## PROBLEMS TO SOLVE
1 > In the /dev/mem patch thread, at which address in the BIOS data area did the userspace process read?
2 > Carry on the /dev/mem patch thread from the point where it stops.
>> start TEXT SEGMENT
Re: [RFC PATCH] /dev/mem: Disable /dev/mem under TDX guest

From: Nikolay Borisov
Date: Mon Mar 24 2025 - 05:59:35 EST




On 18.03.25 г. 21:06 ч., Dan Williams wrote:
Nikolay Borisov wrote:
If a piece of memory is read from /dev/mem that falls outside of the
System Ram region i.e bios data region the kernel creates a shared
mapping via xlate_dev_mem_ptr() (this behavior was introduced by
9aa6ea69852c ("x86/tdx: Make pages shared in ioremap()"). This results
in a region having both a shared and a private mapping.

Subsequent accesses to this region via the private mapping induce a
SEPT violation and a crash of the VMM. In this particular case the
scenario was a userspace process reading something from the bios data
area at address 0x497 which creates a shared mapping, and a followup
reboot accessing __va(0x472) which access pfn 0 via the private mapping
causing mayhem.

Fix this by simply forbidding access to /dev/mem when running as an TDX
guest.

Signed-off-by: Nikolay Borisov <nik.borisov@xxxxxxxx>
---

Sending this now to hopefully spur up discussion as to how to handle the described
scenario. This was hit on the GCP cloud and was causing their hypervisor to crash.

I guess the most pressing question is what will be the most sensible approach to
eliminate such situations happening in the future:

1. Should we forbid getting a descriptor to /dev/mem (this patch)
>> end TEXT SEGMENT
>> start INFORMATION GIVEN
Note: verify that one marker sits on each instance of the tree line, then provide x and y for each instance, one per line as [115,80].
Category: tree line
>> end INFORMATION GIVEN
>> start INFORMATION GIVEN
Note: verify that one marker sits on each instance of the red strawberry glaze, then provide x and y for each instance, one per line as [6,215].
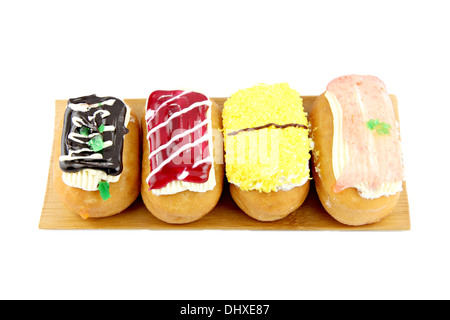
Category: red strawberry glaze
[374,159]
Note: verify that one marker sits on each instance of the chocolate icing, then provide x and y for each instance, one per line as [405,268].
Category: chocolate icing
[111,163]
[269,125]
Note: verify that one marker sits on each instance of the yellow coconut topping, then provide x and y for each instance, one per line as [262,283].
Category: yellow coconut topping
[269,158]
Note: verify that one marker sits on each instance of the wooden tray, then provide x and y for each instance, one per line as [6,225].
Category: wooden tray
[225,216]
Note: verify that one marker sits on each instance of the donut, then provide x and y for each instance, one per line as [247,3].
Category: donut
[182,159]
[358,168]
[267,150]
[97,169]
>> end INFORMATION GIVEN
>> start INFORMATION GIVEN
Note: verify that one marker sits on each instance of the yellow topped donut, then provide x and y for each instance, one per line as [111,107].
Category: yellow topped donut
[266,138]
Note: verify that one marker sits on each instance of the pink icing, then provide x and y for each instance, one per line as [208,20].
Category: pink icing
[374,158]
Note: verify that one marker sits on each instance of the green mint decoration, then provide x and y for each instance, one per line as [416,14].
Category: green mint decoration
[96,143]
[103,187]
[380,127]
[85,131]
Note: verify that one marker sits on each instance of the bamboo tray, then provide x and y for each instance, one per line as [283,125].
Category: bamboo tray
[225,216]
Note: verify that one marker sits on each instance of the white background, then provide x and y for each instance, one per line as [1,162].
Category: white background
>> end INFORMATION GIVEN
## RESPONSES TO THE EXERCISE
1 > 0x497

2 >
2. Skip creating /dev/mem altogether3
3. Possibly tinker with internals of ioremap to ensure that no memory which is
backed by kvm memslots is remapped as shared.

It seems unfortunate that the kernel is allowing conflicting mappings of
the same pfn. Is this not just a track_pfn_remap() bug report? In other
words, whatever established the conflicting private mapping failed to do
a memtype_reserve() with the encryption setting such that
track_pfn_remap() could find it and enforce a consistent mapping.

I'm not an expert into this, but looking at the code it seems memtype_reserve deals with the memory type w.r.t PAT/MTRR i.e the cacheability of the memory, not whether the mapping is consistent w.r.t to other, arbitrary attributes.


Otherwise, kernel_lockdown also disables useful mechanisms like debugfs,
and feels like it does not solve the underlying problem. Not all
ioremap() callers in the kernel are aware of a potential
ioremap_encrypted() dependendency.

4. Eliminate the access to 0x472 from the x86 reboot path, after all we don't
really have a proper bios at that address.
5. Something else ?